◆ **Actions à mener**:
A: D'après le texte sur les syndicats canadiens face à la pandémie, de quoi découle la «collaboration» que prêchent les syndicats ? Répondez en une à trois phrases.
B: Reprenez le texte sur les syndicats canadiens face à la pandémie à partir de sa dernière phrase.

◆ **Bloc de texte**:
------------------------------------

Les alliés politiques traditionnels des syndicats au sein du Nouveau Parti démocratique (NPD) ont pleinement approuvé leur promotion des libéraux en tant que parti «progressiste» et allié dans la lutte contre la droite conservatrice. Pendant et après les élections fédérales d'octobre dernier, le chef du NPD, Jagmeet Singh, a plaidé pour une coalition ou une autre forme d'alliance gouvernementale avec Trudeau et ses libéraux. Et comme les syndicats, le NPD a réagi à la pandémie de coronavirus en proposant de collaborer encore plus étroitement avec le gouvernement et en applaudissant ses programmes misérables d'aide aux travailleurs.
La «collaboration» que prêchent les syndicats, au moment même où l'élite des entreprises pille les deniers publics à hauteur de centaines de milliards de dollars pour la deuxième fois en un peu plus d'une décennie, découle de leur objectif principal: réprimer la lutte des classes et maintenir le système de profit capitaliste. Au Canada comme partout dans le monde, les deux années précédant le déclenchement de la pandémie de coronavirus ont été caractérisées par une contre-offensive mondiale croissante de la classe ouvrière contre des décennies d'austérité, de guerres impérialistes et d'aggravation des inégalités sociales. Le mois dernier, plus de 200.000 enseignants et employés de soutien scolaire de l'Ontario se sont joints à une grève à l'échelle de la province pour s'opposer au démantèlement de l'éducation publique par le gouvernement populiste de droite du premier ministre Doug Ford.
Les appareils syndicaux procapitalistes sont terrifiés à l'idée que les crises sanitaires, économiques et sociales combinées déclenchées par la pandémie de COVID-19 serviront de catalyseur à l'éruption de l'opposition massive de la classe ouvrière. Ces dernières semaines, une vague de grèves des travailleurs a déferlé pour protester contre l'échec de leurs employeurs à prendre des mesures élémentaires de prévention pour empêcher la propagation du coronavirus. Cela comprend un arrêt de travail d'une journée à l'usine de montage géante de Fiat-Chrysler à Windsor, et de plus débrayages par des travailleurs de la Toronto Transit Commission et des travailleurs de la construction du Québec.

------------------------------------

◆ **Données fournies**:
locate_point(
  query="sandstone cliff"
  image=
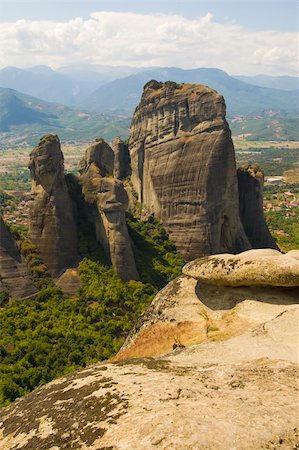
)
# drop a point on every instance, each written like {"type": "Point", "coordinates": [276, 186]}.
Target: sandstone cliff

------------------------------------

◆ **Résultats obtenus**:
A: Selon le texte, cette «collaboration» découle de l'objectif principal des syndicats : réprimer la lutte des classes et maintenir le système de profit capitaliste.

B:
Alors que les travailleurs s'efforcent de faire valoir leurs intérêts de classe, les syndicats cherchent désespérément à démobiliser la classe ouvrière. Les syndicats d'enseignants de l'Ontario ont invoqué les conditions exceptionnelles créées par le coronavirus comme excuse pour conclure des accords de concession à guichet fermé avec le gouvernement Ford ou suspendre indéfiniment toute action sur le lieu de travail. Au Québec, les syndicats de la santé représentant 130.000 infirmières et techniciens médicaux ont accepté la demande du gouvernement de droite de la CAQ de négocier des contrats «d'urgence» de trois ans qui perpétueront la sous-dotation et d'autres conditions de travail dangereuses et stressantes.
Si les travailleurs veulent contrer les actions rapaces et désastreuses de l'élite capitaliste et affirmer leurs intérêts de classe au milieu d'une urgence sanitaire et d'une crise économique sans précédent, ils doivent construire de nouvelles organisations de lutte, indépendantes des syndicats procapitalistes et en opposition à eux. Les travailleurs doivent former des comités d’action dans les lieux de travail et les quartiers pour lutter pour leurs demandes urgentes, y compris des centaines de milliards de dollars pour fournir des tests universels et facilement accessibles, renforcer le système de santé et garantir un revenu sûr et décent pour tous les travailleurs touchés par la crise. L'adoption de telles mesures, qui sont urgentes si l'on veut protéger la vie de centaines de milliers de personnes, nécessite un assaut frontal sur la propriété privée capitaliste afin que les vastes sommes accumulées par les super-riches soient déployées dans le combat contre la pandémie de COVID-19 et pour offrir une solution à l’effondrement du système capitaliste.